Laing also questioned Alibaba’s numbers. He said Alibaba claims to have 367 million users. Based on the company GMV in the last 12 months, an average user spent $1,215 on Alibaba’s websites. That’s 26% higher than the $963 annual average for the U.S. online shoppers. But the U.S. is richer and more developed, and its per capita GDP is 7.5 times that of China. So, how can Chinese consumers spend more online than their U.S. counterparts?
Alibaba said the Barron’s story overestimated the average annual spend per user in China, while keeping the U.S. numbers dramatically low. The company’s own calculations suggest that the average annual spend per user in China was $1,056 rather than Laing’s figure of $1,215. And an average American online shopper spent $1,665 last year. By Alibaba’s calculation, Chinese users spend only 37% less than Americans.
Laing questions the actions of Alibaba founder
The Barron’s piece also questioned founder Jack Ma’s actions. Ma “quietly transferred” the ownership of mobile payment platform Alipay out of Alibaba, and into a separate private firm controlled by Ma. It deprives Alibaba of Alipay’s earnings. The Hangzhou-based company said it was done to meet licensing requirements in China, which mandates that non-banking payment processors should be domestically owned. That explanation was “somewhat flimsy” because Alipay was domestically owned before as well as after the transfer.
Alibaba shares fell 2.82% to $62.85 in pre-market trading Monday.

## Supplied data
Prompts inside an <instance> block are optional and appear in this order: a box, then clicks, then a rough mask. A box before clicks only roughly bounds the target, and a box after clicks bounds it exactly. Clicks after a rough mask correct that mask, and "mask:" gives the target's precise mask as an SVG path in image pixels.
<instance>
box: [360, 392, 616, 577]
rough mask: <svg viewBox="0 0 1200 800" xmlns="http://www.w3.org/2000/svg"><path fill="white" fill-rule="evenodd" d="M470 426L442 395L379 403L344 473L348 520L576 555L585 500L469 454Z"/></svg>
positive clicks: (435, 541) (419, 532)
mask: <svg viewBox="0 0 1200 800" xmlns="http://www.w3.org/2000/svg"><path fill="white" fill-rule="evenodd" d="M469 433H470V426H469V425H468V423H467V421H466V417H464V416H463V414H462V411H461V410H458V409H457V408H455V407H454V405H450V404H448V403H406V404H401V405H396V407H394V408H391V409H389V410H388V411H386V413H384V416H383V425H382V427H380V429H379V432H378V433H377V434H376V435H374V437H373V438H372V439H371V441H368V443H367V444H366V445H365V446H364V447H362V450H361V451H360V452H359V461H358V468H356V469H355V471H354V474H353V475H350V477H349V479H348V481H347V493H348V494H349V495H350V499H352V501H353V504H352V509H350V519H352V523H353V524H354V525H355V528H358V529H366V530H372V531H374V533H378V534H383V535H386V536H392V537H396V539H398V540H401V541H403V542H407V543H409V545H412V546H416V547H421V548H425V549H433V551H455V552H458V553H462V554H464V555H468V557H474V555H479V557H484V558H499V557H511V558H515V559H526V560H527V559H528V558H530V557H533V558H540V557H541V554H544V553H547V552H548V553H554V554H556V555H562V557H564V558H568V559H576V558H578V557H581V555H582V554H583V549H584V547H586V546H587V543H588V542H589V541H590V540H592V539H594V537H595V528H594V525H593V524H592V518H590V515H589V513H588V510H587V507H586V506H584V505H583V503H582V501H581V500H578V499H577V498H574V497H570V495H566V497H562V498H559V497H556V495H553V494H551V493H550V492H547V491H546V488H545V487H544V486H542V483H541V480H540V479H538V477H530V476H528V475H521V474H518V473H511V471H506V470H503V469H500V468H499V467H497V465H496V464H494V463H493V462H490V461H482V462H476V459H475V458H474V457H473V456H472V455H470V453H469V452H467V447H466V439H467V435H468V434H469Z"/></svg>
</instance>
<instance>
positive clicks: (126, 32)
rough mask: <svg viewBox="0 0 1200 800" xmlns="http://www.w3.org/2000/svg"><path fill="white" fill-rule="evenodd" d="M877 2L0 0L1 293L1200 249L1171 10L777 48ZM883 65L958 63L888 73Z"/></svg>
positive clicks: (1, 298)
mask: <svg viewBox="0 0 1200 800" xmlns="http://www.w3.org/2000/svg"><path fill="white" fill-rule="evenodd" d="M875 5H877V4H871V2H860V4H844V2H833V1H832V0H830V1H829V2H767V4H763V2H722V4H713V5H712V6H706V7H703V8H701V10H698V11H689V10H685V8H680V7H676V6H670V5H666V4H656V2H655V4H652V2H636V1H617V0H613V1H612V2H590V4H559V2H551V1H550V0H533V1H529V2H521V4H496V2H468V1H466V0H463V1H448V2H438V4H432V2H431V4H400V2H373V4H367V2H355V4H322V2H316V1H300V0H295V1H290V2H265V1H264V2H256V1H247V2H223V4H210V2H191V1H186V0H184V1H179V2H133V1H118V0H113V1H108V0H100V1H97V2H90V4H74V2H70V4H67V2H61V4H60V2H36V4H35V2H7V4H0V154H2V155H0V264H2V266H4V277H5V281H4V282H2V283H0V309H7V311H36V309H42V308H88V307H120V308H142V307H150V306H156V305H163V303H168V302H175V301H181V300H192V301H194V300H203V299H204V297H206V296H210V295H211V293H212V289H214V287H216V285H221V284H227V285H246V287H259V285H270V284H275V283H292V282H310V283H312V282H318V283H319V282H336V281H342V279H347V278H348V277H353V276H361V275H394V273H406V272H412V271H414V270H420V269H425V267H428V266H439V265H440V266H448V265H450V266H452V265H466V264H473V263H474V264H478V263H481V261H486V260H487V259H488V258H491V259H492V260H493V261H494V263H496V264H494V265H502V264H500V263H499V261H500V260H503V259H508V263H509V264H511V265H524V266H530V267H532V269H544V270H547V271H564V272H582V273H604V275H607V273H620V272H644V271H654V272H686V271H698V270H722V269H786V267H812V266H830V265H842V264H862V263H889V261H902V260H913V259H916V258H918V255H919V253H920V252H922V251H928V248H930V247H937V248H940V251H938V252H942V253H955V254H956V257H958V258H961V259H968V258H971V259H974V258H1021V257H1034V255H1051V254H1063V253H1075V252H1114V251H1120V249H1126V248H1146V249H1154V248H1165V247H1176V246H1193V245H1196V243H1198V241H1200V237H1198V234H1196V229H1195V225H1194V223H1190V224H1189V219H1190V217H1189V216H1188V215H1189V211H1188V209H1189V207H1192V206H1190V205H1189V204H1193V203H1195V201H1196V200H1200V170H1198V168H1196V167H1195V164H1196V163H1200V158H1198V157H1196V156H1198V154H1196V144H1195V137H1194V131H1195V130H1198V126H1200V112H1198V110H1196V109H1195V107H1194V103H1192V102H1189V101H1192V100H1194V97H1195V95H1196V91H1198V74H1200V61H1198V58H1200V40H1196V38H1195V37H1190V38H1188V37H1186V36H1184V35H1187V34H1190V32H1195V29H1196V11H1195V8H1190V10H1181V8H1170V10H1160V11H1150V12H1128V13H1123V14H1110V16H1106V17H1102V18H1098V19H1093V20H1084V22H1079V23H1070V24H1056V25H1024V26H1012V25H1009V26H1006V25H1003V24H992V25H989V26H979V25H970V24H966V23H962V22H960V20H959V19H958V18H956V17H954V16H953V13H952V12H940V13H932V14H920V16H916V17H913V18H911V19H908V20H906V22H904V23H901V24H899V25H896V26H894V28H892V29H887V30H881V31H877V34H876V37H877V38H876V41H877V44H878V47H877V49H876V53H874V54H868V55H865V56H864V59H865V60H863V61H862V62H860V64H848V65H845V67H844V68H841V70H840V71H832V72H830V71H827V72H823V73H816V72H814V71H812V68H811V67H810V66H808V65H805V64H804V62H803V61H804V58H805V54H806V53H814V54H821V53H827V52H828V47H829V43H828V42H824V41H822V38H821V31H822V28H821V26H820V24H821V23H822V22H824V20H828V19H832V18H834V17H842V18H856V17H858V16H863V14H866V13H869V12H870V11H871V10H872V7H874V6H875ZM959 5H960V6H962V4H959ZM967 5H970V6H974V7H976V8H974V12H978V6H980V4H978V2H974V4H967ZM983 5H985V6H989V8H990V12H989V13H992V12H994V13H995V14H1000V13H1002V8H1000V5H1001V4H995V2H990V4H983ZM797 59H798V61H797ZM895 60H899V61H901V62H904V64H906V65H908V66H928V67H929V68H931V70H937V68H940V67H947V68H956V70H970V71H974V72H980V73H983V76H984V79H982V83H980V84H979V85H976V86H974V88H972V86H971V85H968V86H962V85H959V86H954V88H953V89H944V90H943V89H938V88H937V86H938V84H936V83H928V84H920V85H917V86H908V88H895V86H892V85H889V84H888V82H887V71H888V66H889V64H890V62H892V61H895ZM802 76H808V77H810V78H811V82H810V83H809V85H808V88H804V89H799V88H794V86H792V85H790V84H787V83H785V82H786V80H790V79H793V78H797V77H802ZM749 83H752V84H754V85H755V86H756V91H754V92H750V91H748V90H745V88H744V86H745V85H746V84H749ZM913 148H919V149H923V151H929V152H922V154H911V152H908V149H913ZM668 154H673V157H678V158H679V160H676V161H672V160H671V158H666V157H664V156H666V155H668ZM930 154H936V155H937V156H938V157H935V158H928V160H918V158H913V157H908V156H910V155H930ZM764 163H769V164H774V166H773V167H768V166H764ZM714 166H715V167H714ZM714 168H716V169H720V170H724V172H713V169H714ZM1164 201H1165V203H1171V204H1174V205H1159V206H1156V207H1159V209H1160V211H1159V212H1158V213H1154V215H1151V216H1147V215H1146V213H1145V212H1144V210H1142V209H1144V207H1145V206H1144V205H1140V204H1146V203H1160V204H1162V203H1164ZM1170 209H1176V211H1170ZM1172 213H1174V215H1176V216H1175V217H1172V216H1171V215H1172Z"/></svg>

## Work instructions
Can you reproduce the Alibaba text word for word, starting at "Laing questions the" and ending at "after the transfer."? Work only from the Alibaba text, not the entries.

## Output for this exercise
Laing questions the actions of Alibaba founder
The Barron’s piece also questioned founder Jack Ma’s actions. Ma “quietly transferred” the ownership of mobile payment platform Alipay out of Alibaba, and into a separate private firm controlled by Ma. It deprives Alibaba of Alipay’s earnings. The Hangzhou-based company said it was done to meet licensing requirements in China, which mandates that non-banking payment processors should be domestically owned. That explanation was “somewhat flimsy” because Alipay was domestically owned before as well as after the transfer.